== SET PROBLEM ==
Rewrite the material below with "utility pole" swapped for "power pole" and every other word left as it is. Leave out the pictures.

Saved entries
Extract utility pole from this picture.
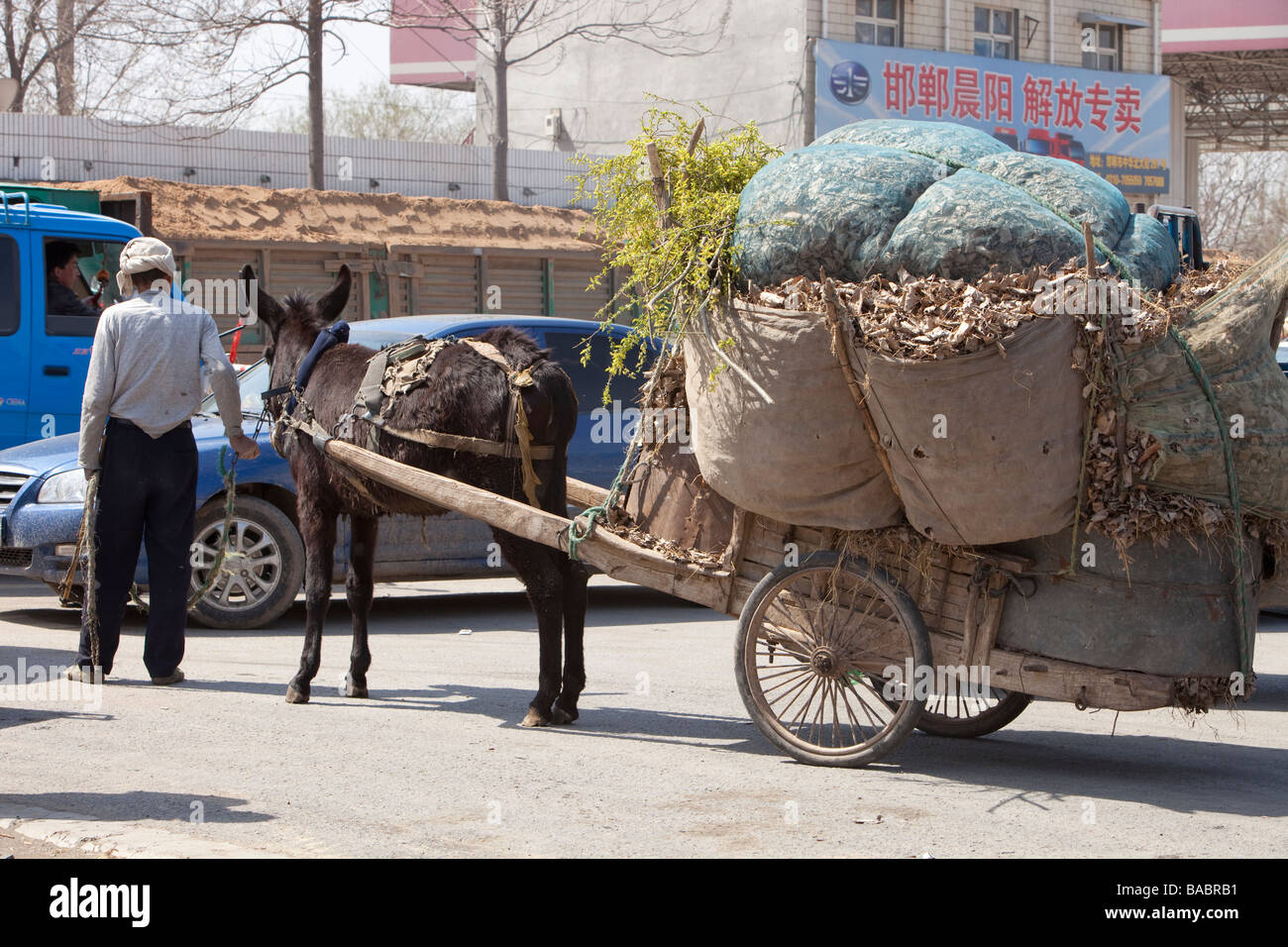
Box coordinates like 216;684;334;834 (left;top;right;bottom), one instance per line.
54;0;76;115
308;0;326;191
492;0;510;201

== FULL OUTPUT ==
Extract power pole from this picture.
Box coordinates like 216;684;334;834 (left;top;right;bottom), one instance per line.
54;0;76;115
308;0;326;191
492;0;510;201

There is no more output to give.